==== EXERCISE DATA ====

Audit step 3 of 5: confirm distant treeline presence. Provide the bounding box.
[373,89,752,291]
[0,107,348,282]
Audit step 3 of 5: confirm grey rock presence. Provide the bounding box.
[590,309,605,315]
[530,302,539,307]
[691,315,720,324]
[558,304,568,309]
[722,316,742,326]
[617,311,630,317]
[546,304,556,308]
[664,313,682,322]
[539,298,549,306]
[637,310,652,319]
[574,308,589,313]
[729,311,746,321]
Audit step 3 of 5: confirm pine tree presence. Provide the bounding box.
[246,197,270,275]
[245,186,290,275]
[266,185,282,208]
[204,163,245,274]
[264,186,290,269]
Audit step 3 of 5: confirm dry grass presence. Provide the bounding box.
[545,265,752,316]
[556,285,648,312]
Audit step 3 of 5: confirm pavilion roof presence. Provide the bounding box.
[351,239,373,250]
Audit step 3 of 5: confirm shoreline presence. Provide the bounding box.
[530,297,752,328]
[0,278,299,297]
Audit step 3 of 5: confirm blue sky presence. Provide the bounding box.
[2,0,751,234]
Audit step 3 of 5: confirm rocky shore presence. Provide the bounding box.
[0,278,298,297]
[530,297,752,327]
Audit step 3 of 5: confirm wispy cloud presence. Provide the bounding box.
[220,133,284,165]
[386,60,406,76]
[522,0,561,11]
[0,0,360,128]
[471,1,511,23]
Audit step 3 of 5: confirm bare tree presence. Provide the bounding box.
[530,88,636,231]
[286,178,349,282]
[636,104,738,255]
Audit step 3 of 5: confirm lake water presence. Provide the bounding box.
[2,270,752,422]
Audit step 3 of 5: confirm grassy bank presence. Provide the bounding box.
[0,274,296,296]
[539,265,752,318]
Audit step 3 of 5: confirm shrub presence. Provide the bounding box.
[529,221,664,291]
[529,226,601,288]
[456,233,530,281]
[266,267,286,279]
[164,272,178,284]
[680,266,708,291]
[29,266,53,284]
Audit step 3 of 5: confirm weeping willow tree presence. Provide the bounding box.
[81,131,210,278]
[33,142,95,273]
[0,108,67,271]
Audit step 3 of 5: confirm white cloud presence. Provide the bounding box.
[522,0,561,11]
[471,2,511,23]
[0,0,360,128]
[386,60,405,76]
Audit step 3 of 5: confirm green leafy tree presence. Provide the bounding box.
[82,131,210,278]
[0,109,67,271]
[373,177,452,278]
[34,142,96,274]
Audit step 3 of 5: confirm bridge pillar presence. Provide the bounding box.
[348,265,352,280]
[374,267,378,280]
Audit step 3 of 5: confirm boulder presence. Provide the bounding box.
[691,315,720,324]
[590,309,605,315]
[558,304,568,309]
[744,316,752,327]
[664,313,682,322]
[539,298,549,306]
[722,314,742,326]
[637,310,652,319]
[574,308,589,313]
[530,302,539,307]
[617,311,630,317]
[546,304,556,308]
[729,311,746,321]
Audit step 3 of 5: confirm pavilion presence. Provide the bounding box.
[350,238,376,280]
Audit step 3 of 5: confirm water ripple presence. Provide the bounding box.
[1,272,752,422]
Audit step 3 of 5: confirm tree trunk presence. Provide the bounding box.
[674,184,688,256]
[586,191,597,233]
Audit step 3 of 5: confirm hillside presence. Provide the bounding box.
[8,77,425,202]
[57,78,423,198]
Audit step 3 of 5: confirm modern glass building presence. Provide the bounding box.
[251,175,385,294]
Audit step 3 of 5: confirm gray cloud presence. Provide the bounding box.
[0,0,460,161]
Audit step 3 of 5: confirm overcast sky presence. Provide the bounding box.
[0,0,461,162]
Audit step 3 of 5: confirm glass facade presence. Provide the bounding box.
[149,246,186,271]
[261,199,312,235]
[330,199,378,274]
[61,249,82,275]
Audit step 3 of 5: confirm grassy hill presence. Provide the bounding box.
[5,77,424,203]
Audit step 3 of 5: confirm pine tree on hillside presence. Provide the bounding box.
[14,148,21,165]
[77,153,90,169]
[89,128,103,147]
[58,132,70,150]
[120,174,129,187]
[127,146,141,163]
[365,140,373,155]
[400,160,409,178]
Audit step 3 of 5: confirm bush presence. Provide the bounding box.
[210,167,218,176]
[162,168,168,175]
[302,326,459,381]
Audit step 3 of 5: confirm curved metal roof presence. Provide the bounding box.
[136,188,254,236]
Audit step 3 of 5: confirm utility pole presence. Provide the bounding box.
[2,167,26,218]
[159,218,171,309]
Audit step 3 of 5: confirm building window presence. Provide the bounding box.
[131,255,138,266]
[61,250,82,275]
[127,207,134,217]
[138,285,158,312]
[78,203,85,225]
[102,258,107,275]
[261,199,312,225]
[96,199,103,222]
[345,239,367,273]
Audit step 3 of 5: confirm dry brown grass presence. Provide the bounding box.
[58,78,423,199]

====

Could you reproduce every record exactly as shown above?

Audit step 3 of 5: confirm distant treeline presence. Provide the bounding box.
[373,89,752,291]
[0,107,348,282]
Audit step 3 of 5: confirm grey rock presence. Provide the bounding box.
[590,309,605,315]
[530,302,539,307]
[691,315,720,324]
[558,304,568,309]
[722,316,742,326]
[617,311,630,317]
[546,304,556,308]
[664,313,682,322]
[539,298,549,306]
[637,310,652,319]
[574,308,589,313]
[729,311,746,321]
Audit step 3 of 5: confirm pine tree presence. Provide the bounding box.
[246,197,270,275]
[245,186,290,275]
[266,185,282,208]
[204,163,245,274]
[264,186,290,269]
Audit step 3 of 5: confirm dry grass presence. Provide the bounding box.
[545,265,752,316]
[556,285,648,312]
Audit step 3 of 5: confirm pavilion roof presence. Provide the bounding box.
[351,239,373,250]
Audit step 3 of 5: confirm shoreline presence. Provide the bounding box.
[530,297,752,328]
[0,278,299,297]
Audit step 3 of 5: confirm blue sky presence. Provide the bounding box.
[2,0,751,234]
Audit step 3 of 5: confirm rocky shore presence. Provide the bounding box.
[0,278,298,297]
[530,297,752,327]
Audit step 3 of 5: confirm wispy cloud presence. Provide the bounding box.
[220,133,284,165]
[386,60,406,76]
[522,0,561,11]
[0,0,360,128]
[471,1,511,23]
Audit step 3 of 5: confirm bare tree presence. Provide the bounding box.
[530,88,636,231]
[286,178,349,282]
[636,104,738,255]
Audit step 3 of 5: confirm lake water presence. Provide the bounding box.
[2,270,752,422]
Audit step 3 of 5: confirm grassy bank presence. Provide the bounding box.
[0,274,296,296]
[539,265,752,318]
Audit step 3 of 5: confirm shrub presence. Provide the bounding box.
[529,221,664,291]
[529,226,601,288]
[456,233,530,281]
[266,267,286,279]
[164,272,178,284]
[680,266,708,291]
[29,266,53,284]
Audit step 3 of 5: confirm weeping willow tree presence. Provide the bounding box.
[81,131,210,278]
[33,142,95,273]
[0,108,67,271]
Audit step 3 of 5: confirm white cloud presence. Provide the bounding box.
[522,0,561,11]
[471,2,511,23]
[0,0,360,128]
[386,60,405,76]
Audit step 3 of 5: confirm green leafy tree presence. Provide the bounding box.
[82,131,210,278]
[0,109,67,271]
[373,177,452,278]
[34,142,96,274]
Audit step 3 of 5: confirm bridge pillar presence. Provide the bounding box.
[348,265,352,280]
[374,267,378,280]
Audit step 3 of 5: confirm boulder presence. Provide the bounding box.
[691,315,720,324]
[590,309,605,315]
[558,304,568,309]
[744,316,752,327]
[664,313,682,322]
[539,298,549,306]
[722,314,742,326]
[637,310,652,319]
[574,308,589,313]
[530,302,539,307]
[617,311,630,317]
[546,304,556,308]
[729,311,746,321]
Audit step 3 of 5: confirm pavilion presence. Provide the bounding box.
[350,238,376,280]
Audit step 3 of 5: confirm water ripple presence. Provide the bounding box.
[1,272,752,422]
Audit step 3 of 5: confirm tree trunk presence. Provide the bounding box.
[674,184,688,256]
[586,191,597,233]
Audit step 3 of 5: confirm hillside presence. Provide the bounding box.
[8,77,425,202]
[57,78,423,198]
Audit step 3 of 5: confirm modern glass building presence. Provide the bounding box.
[251,175,385,294]
Audit step 3 of 5: confirm gray cloud presence. Provide the bounding box.
[0,0,460,161]
Audit step 3 of 5: confirm overcast sky presence. Provide the bounding box.
[0,0,461,162]
Audit step 3 of 5: confirm glass facade presence. Provide the bounding box.
[149,246,186,271]
[261,199,312,235]
[330,199,378,274]
[61,249,82,275]
Audit step 3 of 5: confirm grassy hill presence. Provide the bounding box.
[5,77,424,203]
Audit step 3 of 5: confirm pine tree on hillside presence. Provide the bounding box.
[14,148,21,165]
[77,153,90,169]
[89,128,103,147]
[58,132,70,150]
[120,174,129,187]
[127,146,141,163]
[365,140,373,155]
[400,160,409,178]
Audit step 3 of 5: confirm bush presence. Provide the bounding box.
[210,167,218,176]
[162,168,168,175]
[302,326,459,381]
Audit step 3 of 5: confirm curved metal roof presence. Provide the bounding box.
[136,188,254,236]
Audit step 3 of 5: confirm utility pole presence. Provide the bounding box.
[2,167,26,218]
[159,218,171,309]
Audit step 3 of 5: confirm building window presence. Provide the bounding box.
[131,255,138,266]
[61,250,82,275]
[127,207,134,217]
[138,285,158,312]
[78,203,85,225]
[102,258,107,275]
[261,199,312,225]
[96,199,103,222]
[345,239,367,273]
Audit step 3 of 5: confirm dry brown grass presence. Provide the bounding box.
[58,78,423,199]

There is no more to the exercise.